- **TASK BRIEF**:
Begin at the line below that contains "Which region of the photo contains the white tablecloth?". Repeat it and all remaining lines of the records exactly.

- **DATA LISTING**:
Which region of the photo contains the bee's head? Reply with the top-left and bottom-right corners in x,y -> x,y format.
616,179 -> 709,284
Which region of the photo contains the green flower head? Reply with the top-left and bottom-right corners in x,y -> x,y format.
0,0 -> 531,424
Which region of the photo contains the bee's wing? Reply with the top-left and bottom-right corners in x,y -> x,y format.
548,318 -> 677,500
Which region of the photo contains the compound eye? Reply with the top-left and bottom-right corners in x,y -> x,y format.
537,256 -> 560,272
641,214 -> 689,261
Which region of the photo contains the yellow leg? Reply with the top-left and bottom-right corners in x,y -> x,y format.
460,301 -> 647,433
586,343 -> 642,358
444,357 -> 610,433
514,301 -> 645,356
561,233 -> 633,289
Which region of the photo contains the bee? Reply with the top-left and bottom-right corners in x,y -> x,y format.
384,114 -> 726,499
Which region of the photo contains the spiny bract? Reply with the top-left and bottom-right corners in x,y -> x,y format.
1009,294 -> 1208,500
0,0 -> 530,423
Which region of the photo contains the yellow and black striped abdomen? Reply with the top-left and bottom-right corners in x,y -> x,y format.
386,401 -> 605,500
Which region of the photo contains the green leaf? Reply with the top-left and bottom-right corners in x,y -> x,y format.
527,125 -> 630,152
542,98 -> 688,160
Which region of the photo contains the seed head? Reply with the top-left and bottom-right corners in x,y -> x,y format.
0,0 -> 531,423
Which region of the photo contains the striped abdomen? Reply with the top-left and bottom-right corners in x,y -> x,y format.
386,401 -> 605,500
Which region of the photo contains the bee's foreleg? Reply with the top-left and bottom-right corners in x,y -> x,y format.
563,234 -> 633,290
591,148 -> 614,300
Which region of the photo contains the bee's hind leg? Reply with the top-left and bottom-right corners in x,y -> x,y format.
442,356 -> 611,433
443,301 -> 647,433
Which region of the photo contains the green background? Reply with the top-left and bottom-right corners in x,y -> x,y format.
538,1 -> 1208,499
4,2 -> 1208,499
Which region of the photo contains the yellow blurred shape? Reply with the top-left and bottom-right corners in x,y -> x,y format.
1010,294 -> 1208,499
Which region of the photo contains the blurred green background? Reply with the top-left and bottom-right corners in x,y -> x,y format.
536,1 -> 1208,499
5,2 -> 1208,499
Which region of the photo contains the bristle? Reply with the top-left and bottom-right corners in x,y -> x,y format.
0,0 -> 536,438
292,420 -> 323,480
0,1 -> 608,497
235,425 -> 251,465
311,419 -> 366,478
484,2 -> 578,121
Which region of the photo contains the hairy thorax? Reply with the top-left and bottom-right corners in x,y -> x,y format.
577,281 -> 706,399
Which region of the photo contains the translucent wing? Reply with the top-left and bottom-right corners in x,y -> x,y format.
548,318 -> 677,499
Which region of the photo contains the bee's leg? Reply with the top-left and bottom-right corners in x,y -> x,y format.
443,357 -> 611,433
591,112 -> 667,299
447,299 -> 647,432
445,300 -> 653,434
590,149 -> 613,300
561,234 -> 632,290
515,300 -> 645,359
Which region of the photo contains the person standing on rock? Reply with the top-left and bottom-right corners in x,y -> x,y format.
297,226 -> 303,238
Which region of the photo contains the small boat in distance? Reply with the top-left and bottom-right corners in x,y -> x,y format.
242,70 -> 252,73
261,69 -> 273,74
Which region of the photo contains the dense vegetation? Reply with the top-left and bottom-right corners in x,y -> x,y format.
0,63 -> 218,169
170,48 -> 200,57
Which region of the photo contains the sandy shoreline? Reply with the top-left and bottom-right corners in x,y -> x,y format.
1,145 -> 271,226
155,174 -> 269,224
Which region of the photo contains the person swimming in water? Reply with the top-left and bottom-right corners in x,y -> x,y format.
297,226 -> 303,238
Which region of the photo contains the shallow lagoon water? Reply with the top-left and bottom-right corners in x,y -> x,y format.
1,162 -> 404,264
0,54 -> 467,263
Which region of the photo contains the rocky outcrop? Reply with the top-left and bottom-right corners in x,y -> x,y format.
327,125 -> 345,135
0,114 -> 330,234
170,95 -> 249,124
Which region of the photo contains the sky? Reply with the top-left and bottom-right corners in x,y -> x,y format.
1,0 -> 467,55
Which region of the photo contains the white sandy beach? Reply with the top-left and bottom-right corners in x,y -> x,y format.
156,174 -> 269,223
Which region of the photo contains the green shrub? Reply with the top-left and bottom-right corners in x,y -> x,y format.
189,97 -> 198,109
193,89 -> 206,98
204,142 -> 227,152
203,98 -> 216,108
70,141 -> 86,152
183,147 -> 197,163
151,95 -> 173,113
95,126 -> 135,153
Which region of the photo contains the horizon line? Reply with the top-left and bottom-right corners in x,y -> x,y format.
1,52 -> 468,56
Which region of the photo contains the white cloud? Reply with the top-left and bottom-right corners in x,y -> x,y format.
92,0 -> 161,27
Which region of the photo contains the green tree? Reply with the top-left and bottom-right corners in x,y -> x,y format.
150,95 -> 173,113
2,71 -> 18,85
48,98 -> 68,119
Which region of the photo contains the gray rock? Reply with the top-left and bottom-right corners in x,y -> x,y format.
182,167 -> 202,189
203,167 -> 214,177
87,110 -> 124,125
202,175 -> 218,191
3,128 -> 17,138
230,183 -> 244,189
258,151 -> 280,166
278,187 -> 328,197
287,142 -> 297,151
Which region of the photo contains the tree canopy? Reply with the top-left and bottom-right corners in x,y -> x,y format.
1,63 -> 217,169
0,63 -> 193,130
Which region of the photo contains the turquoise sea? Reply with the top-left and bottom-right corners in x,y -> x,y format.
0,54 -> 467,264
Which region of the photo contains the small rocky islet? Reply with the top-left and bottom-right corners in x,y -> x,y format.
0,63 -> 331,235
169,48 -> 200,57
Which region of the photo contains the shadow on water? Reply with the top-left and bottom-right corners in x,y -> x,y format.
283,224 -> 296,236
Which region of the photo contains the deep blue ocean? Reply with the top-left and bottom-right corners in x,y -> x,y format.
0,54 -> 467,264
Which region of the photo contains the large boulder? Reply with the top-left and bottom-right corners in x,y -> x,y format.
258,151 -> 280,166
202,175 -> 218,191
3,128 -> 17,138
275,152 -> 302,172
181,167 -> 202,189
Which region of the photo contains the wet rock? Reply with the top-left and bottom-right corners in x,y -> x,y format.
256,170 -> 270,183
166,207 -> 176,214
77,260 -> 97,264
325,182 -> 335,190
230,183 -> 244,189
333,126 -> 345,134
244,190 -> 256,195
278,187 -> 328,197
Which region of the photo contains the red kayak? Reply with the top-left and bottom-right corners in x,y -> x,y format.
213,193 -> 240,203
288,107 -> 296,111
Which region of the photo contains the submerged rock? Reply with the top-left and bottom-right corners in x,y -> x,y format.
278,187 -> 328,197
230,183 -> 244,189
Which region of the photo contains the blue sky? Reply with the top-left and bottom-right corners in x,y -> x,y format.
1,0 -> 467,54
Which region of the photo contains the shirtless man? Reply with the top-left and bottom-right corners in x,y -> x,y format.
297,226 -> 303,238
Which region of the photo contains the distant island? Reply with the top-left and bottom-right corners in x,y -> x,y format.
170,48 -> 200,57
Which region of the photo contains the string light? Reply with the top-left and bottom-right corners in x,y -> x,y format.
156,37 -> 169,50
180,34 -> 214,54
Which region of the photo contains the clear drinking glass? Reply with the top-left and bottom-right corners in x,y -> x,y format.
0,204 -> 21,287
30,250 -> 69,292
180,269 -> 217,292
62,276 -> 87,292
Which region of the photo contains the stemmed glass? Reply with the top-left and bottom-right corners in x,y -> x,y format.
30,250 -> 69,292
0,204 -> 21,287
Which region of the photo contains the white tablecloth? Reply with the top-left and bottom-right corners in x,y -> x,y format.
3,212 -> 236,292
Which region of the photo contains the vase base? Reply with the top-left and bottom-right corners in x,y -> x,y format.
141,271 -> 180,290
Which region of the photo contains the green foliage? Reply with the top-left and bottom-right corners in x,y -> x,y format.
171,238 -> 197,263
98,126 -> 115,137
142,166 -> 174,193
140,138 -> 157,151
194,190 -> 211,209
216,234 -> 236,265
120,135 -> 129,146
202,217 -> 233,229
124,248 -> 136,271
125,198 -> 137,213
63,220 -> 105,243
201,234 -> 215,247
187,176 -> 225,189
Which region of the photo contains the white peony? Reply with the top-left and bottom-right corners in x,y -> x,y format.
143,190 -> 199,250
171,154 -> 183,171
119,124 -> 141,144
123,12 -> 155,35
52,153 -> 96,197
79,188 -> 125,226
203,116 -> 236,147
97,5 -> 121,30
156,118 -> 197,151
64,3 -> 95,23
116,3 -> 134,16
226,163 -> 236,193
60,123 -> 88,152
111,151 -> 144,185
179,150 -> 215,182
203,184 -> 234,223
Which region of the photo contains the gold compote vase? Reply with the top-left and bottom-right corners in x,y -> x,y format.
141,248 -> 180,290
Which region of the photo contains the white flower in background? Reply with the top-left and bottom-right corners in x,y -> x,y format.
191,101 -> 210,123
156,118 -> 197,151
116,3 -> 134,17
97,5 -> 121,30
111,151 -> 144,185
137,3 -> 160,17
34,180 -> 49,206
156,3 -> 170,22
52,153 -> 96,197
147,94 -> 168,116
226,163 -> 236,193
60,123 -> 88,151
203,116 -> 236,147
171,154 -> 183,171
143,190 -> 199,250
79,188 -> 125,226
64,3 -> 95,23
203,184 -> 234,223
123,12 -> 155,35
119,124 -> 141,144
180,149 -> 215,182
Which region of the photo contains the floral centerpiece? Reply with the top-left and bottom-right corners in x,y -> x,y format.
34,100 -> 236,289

- **ANSWER SECTION**:
Which region of the photo contains the white tablecloth? Reply with the top-left and bottom-right corners in x,y -> x,y format.
3,212 -> 236,292
Which region of the photo contains the vase base? Reply with the top-left and bottom-right corners in x,y -> x,y format.
141,271 -> 180,290
Which region of the photo contains the green foliage? Reply with the top-left and bottom-right corners in x,y -> x,y format.
171,238 -> 197,263
98,126 -> 115,137
142,166 -> 174,193
140,138 -> 157,151
194,190 -> 211,209
216,234 -> 236,265
120,135 -> 129,146
202,217 -> 233,229
124,248 -> 136,271
125,198 -> 137,213
63,220 -> 105,243
201,234 -> 215,247
187,176 -> 225,189
Which region of the photo contains the white peony? Reply with the top-left and bottom-right corners in x,y -> x,y format.
143,190 -> 199,250
171,154 -> 183,171
119,124 -> 141,144
123,12 -> 155,35
52,153 -> 96,197
79,188 -> 125,226
203,116 -> 236,147
97,5 -> 121,30
156,118 -> 197,151
64,3 -> 95,23
116,3 -> 134,16
226,163 -> 236,193
60,123 -> 88,152
111,151 -> 144,185
179,150 -> 215,182
203,184 -> 234,223
Which region of the photo contains the gold compote vase? Reply with the top-left and bottom-right corners in x,y -> x,y format.
141,248 -> 180,290
Which region of the photo contains the white flower in background? Reply with the top-left and bottom-right corners in x,y -> x,y format.
191,101 -> 210,123
156,118 -> 197,151
116,3 -> 134,17
97,5 -> 121,30
111,151 -> 144,185
137,3 -> 160,17
34,180 -> 49,206
156,3 -> 170,22
52,153 -> 96,197
147,94 -> 168,116
226,163 -> 236,193
60,123 -> 88,151
203,116 -> 236,147
171,154 -> 183,171
143,190 -> 199,250
79,188 -> 125,226
64,3 -> 95,23
203,184 -> 234,223
123,12 -> 155,35
119,124 -> 141,144
180,149 -> 215,182
Which region of the photo contains the floral centerpiece? Reply with the top-left and bottom-right corners in x,y -> x,y format.
34,100 -> 236,289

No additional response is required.